**The task**
Please return each row below that contains the word "tarp", copied in full. Matching is case-sensitive.

====== Material for this task ======

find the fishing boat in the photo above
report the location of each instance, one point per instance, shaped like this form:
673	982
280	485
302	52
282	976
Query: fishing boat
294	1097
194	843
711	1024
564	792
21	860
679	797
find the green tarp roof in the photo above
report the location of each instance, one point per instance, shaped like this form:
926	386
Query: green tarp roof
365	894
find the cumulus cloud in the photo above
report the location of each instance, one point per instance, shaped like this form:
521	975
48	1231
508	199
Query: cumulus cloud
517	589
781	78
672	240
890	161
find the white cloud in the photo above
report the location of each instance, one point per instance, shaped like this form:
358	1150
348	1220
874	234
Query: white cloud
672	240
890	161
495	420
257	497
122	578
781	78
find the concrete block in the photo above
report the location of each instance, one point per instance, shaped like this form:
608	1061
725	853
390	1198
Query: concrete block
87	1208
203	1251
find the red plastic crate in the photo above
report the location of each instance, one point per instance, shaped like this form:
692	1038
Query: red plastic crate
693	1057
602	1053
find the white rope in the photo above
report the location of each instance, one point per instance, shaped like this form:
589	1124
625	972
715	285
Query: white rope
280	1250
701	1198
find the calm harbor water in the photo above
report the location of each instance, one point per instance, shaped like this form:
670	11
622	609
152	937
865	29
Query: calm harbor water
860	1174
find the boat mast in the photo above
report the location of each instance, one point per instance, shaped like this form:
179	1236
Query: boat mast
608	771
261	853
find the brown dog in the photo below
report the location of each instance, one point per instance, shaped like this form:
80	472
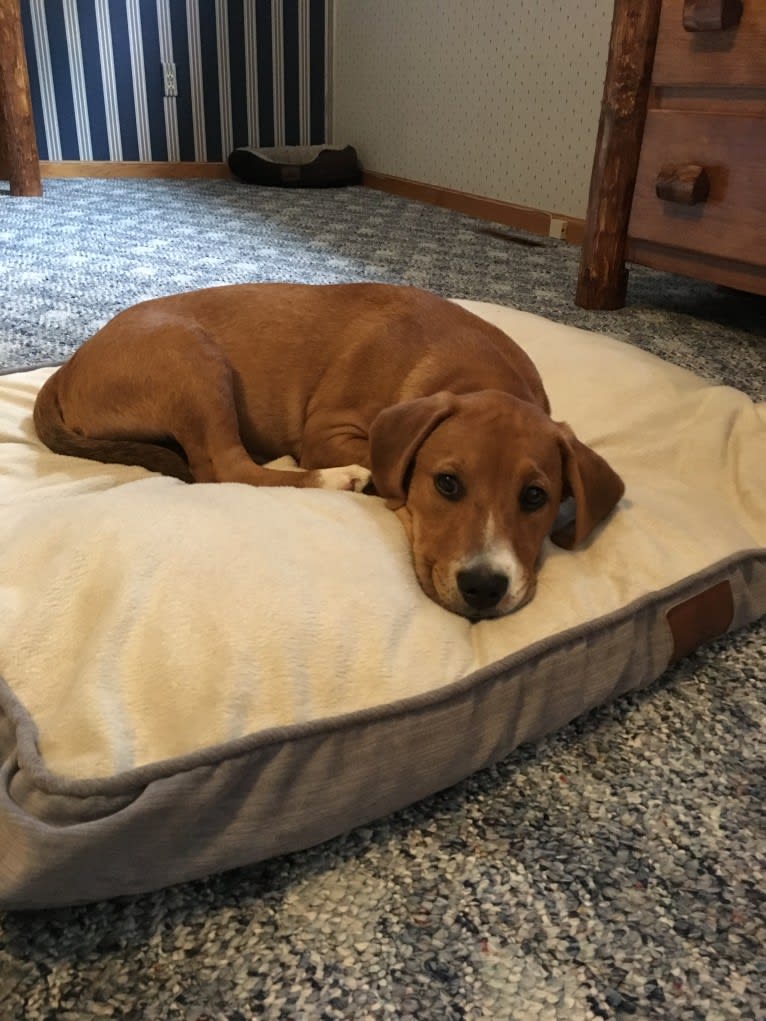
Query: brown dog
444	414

======
====== Material for this task ======

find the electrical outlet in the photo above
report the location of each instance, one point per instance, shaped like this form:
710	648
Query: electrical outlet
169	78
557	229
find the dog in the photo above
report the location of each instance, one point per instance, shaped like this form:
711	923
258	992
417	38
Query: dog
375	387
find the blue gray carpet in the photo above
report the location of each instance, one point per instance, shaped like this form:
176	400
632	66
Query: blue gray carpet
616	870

======

**The output**
find the green tarp roof in the photo above
Query: green tarp roof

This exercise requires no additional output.